REQUIREMENT: Pick out every line of the listing below that contains the string "arched", and copy each one. Case counts.

LISTED ENTRIES:
+ + + + + + +
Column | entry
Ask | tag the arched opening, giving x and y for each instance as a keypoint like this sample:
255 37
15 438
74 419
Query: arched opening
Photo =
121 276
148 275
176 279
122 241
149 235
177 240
+ + + + + + +
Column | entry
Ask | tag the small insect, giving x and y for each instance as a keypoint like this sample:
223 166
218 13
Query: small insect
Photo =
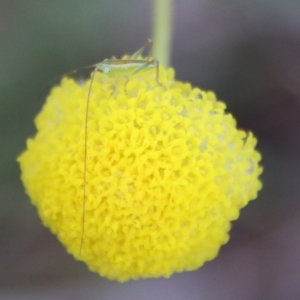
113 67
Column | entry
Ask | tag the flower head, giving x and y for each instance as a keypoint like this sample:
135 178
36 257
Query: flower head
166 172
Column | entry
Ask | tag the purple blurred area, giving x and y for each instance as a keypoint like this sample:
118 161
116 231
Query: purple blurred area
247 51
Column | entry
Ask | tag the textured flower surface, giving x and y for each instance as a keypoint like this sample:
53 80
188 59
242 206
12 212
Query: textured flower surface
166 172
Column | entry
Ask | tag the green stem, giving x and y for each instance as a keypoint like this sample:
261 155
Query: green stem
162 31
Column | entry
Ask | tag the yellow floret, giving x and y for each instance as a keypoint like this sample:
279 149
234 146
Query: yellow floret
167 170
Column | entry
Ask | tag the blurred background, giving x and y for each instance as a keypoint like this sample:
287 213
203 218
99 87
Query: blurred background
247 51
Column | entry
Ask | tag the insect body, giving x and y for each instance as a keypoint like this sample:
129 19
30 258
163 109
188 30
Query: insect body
+ + + + + + +
FINISHED TASK:
Ask | tag the arched opening, giving x and y for each instance as a keypoint like this sample:
Query: arched opening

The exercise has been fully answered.